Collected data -
++++

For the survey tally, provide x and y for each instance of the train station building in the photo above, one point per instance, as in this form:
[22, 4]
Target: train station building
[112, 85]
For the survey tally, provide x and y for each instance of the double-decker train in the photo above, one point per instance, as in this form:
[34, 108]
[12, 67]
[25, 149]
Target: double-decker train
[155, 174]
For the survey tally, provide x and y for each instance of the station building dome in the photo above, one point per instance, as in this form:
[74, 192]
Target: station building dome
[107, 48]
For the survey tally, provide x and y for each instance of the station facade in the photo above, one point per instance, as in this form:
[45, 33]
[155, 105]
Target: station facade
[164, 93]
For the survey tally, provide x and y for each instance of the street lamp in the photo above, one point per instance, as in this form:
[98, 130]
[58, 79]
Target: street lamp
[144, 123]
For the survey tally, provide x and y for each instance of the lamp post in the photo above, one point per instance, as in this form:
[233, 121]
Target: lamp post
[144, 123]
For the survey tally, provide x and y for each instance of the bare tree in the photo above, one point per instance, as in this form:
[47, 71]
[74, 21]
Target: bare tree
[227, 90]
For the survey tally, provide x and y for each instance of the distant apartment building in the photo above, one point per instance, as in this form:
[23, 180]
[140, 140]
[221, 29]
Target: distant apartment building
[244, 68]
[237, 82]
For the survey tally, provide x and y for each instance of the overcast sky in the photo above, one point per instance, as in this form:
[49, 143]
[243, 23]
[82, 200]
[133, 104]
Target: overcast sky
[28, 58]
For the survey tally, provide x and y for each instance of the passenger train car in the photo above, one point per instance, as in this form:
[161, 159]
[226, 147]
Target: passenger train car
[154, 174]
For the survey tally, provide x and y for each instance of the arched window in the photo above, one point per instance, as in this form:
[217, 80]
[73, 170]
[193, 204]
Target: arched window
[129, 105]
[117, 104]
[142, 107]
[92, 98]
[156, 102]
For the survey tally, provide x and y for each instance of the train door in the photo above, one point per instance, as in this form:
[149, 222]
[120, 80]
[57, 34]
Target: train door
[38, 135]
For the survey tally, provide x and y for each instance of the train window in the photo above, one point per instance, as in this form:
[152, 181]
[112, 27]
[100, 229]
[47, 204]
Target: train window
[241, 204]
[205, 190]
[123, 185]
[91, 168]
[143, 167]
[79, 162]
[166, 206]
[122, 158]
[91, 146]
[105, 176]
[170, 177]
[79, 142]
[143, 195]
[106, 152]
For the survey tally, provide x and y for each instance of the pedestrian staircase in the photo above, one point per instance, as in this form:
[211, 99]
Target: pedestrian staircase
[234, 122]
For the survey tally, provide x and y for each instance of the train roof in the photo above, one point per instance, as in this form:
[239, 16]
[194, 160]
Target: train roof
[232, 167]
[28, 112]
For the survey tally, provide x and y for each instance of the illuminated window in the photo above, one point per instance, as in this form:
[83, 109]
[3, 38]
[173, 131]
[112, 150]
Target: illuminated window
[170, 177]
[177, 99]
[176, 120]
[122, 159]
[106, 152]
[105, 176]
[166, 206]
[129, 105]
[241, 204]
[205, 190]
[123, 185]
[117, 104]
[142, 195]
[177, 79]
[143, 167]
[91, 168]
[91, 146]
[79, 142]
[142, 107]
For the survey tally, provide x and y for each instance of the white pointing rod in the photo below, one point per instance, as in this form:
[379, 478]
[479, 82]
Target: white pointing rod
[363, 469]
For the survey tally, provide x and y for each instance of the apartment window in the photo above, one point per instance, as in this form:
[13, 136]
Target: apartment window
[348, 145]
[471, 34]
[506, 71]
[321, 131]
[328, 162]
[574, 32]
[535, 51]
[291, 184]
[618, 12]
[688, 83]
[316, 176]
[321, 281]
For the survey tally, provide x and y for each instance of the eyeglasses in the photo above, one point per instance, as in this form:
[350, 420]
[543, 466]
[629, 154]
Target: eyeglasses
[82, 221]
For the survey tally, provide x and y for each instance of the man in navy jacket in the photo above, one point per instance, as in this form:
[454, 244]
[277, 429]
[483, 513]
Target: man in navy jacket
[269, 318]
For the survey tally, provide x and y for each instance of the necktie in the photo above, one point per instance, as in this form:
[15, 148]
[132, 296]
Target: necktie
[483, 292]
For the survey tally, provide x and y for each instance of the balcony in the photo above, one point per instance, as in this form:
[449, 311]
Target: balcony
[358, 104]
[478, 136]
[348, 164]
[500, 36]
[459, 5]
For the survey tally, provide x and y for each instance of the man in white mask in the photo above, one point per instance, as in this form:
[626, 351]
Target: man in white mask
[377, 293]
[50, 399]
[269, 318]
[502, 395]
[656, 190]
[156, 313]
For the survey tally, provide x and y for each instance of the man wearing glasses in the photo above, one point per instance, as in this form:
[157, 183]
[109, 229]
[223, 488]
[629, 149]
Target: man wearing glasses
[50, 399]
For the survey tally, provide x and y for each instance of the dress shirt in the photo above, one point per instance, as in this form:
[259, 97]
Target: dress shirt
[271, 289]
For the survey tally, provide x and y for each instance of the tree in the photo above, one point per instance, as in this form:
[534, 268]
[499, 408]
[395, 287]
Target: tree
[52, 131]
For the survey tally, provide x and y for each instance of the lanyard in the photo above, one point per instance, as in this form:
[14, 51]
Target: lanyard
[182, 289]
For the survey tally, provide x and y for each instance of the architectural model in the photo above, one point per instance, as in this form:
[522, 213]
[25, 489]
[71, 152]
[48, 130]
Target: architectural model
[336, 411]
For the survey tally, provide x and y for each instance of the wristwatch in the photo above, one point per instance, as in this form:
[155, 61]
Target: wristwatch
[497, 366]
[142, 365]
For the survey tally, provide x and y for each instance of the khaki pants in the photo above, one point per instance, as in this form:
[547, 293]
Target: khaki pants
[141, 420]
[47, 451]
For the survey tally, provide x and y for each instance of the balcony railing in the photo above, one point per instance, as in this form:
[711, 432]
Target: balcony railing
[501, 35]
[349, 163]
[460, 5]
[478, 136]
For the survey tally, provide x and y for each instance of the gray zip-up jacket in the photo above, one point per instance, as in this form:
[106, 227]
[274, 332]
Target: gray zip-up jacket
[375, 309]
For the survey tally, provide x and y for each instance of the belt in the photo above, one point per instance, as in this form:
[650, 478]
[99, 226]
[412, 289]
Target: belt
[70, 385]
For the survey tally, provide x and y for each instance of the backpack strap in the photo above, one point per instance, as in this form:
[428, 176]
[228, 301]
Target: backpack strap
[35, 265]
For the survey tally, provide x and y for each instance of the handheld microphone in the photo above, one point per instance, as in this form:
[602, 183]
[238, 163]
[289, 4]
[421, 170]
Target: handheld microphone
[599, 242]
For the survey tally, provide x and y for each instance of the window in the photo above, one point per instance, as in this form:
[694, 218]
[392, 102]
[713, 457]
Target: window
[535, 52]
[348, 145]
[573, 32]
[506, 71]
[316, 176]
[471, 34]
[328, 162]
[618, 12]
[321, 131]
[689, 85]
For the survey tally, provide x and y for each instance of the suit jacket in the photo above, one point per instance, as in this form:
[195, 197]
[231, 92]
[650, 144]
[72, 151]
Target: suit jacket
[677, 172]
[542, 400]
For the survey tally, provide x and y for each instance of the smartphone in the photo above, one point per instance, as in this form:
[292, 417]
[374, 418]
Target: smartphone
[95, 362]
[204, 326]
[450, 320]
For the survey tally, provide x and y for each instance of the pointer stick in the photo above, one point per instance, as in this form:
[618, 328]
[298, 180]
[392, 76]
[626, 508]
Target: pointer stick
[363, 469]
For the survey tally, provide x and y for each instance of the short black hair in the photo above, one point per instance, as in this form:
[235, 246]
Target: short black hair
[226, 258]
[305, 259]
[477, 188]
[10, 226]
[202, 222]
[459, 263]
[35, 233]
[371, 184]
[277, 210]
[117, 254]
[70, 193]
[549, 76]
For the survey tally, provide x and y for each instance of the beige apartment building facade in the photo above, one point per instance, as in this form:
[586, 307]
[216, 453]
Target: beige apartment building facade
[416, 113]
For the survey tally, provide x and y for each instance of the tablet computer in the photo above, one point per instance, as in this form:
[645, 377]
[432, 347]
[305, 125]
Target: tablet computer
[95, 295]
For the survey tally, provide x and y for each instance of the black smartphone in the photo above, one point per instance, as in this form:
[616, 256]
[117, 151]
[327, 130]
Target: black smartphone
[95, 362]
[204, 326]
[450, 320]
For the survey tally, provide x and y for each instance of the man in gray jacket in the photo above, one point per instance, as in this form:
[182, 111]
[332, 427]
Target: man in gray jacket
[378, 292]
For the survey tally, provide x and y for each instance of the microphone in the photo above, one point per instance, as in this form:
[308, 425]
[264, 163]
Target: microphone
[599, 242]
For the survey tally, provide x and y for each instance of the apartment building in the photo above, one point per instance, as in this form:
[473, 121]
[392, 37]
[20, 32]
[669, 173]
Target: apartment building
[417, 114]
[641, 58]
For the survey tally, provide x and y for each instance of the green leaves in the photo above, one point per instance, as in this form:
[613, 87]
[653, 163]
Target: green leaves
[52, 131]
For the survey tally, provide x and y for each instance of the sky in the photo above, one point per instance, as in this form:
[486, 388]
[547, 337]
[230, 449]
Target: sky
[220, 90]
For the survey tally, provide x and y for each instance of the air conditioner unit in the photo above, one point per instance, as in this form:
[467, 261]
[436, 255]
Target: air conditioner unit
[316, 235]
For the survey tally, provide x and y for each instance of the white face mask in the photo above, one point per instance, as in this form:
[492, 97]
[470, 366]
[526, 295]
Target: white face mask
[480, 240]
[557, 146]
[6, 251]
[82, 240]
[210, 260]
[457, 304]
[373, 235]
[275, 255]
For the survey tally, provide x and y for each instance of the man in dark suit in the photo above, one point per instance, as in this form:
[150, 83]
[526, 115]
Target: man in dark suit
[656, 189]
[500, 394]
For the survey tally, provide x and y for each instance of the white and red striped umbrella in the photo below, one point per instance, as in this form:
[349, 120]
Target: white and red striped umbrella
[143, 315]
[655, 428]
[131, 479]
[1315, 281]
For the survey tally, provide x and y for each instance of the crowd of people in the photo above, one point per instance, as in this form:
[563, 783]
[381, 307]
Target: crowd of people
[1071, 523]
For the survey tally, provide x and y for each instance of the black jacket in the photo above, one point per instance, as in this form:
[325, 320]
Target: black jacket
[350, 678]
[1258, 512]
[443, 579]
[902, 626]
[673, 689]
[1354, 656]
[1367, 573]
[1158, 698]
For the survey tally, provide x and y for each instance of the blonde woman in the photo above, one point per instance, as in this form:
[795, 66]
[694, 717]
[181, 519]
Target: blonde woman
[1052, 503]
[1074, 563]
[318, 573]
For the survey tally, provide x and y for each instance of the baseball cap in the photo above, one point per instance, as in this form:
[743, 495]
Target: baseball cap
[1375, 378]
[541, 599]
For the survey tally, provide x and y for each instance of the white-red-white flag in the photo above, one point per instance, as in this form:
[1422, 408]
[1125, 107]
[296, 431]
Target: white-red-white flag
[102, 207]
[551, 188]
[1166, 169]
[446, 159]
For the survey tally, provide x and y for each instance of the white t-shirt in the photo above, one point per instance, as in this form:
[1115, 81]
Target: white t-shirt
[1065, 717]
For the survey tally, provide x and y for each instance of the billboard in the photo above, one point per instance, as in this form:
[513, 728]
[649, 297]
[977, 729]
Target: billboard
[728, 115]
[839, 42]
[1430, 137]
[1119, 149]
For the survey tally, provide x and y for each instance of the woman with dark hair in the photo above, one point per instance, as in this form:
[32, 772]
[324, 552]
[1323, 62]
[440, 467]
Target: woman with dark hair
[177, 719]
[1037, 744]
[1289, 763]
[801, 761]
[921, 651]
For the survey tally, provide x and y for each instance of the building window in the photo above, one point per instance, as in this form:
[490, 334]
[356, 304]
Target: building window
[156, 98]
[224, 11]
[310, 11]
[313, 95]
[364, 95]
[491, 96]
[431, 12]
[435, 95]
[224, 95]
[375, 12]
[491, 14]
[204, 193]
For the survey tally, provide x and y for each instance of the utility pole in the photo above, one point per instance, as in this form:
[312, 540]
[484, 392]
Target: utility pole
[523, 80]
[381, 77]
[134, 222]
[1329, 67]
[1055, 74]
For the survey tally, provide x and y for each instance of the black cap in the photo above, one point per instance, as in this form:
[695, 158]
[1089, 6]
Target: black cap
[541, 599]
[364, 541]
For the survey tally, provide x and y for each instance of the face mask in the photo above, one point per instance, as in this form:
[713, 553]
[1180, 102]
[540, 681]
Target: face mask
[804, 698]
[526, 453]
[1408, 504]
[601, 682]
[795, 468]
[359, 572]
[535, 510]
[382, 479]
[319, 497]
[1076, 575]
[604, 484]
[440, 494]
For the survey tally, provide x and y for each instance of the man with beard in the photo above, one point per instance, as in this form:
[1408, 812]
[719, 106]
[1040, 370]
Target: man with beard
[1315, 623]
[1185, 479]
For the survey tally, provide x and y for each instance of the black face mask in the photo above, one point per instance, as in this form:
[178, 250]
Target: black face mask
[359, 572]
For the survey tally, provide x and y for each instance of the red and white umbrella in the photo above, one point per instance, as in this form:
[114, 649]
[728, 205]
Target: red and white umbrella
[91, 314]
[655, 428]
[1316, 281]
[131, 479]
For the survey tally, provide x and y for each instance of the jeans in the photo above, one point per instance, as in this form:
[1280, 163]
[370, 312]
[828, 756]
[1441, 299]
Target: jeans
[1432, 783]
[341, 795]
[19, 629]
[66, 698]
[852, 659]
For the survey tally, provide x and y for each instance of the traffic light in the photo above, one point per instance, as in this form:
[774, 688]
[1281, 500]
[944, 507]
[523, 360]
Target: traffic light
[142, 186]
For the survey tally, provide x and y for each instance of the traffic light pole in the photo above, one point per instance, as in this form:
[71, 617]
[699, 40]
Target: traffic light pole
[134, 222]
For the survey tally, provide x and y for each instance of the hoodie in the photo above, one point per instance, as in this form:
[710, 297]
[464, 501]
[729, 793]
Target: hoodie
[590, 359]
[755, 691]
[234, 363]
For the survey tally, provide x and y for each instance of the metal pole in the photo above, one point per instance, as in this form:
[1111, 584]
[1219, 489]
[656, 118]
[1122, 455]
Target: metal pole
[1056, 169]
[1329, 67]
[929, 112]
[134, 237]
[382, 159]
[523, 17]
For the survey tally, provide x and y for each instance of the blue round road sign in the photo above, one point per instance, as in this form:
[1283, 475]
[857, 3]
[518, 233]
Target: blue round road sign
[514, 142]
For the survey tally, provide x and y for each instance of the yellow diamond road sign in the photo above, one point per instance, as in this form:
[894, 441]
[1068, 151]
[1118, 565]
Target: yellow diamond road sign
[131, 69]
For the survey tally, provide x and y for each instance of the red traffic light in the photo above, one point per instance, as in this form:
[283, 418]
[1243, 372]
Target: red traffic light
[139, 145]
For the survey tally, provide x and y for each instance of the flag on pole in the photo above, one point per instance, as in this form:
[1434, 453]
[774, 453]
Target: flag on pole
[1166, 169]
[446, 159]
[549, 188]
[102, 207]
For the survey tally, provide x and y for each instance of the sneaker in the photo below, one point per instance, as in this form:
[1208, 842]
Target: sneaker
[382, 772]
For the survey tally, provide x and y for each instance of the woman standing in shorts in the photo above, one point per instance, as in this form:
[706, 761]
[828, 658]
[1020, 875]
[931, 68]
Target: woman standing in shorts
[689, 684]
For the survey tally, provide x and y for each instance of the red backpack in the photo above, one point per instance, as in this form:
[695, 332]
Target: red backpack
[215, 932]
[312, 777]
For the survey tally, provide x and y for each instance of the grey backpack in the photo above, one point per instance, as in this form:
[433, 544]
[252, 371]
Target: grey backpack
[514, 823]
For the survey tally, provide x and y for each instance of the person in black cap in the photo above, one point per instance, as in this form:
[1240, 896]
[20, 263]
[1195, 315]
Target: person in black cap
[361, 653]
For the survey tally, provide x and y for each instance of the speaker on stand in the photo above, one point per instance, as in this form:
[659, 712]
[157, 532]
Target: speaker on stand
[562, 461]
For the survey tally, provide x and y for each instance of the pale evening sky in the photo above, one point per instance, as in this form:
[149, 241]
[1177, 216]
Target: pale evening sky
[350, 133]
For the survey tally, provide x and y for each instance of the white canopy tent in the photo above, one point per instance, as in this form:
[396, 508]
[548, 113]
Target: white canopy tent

++++

Challenge - Output only the lines running from the line with "the woman standing" through the final line of the data, inclusive.

Expected output -
For the survey tally, provide x and y for each instance of the woman standing in shorts in the photo above, one point per instance, as in this form:
[706, 761]
[828, 658]
[1020, 875]
[931, 68]
Target: woman standing in shorts
[689, 684]
For the survey tally, provide x and y for each instance of the red backpack in the photo above, one point per instance, as in this form:
[695, 332]
Target: red backpack
[215, 932]
[312, 777]
For the survey tally, provide x and y for each instance of the grey backpack in the photo above, one point per instance, as in this form:
[433, 544]
[252, 371]
Target: grey backpack
[514, 823]
For the survey tally, provide x and y for each instance of the person in black cap in the photo above, one point per instance, as in this form:
[1240, 896]
[20, 263]
[1195, 315]
Target: person in black cap
[361, 653]
For the survey tally, provide x and y for each instance of the speaker on stand in the photo above, one point per instance, as in this form:
[659, 712]
[157, 532]
Target: speaker on stand
[562, 461]
For the survey tally, provide x and y for each instance of the pale evening sky in the photo above, one point per instance, as in this form:
[149, 241]
[1177, 216]
Target: pale evening sky
[350, 133]
For the survey tally, provide x and y for each instance of the white canopy tent in the photo above, one point per instance, as in this form:
[396, 508]
[548, 113]
Target: white canopy tent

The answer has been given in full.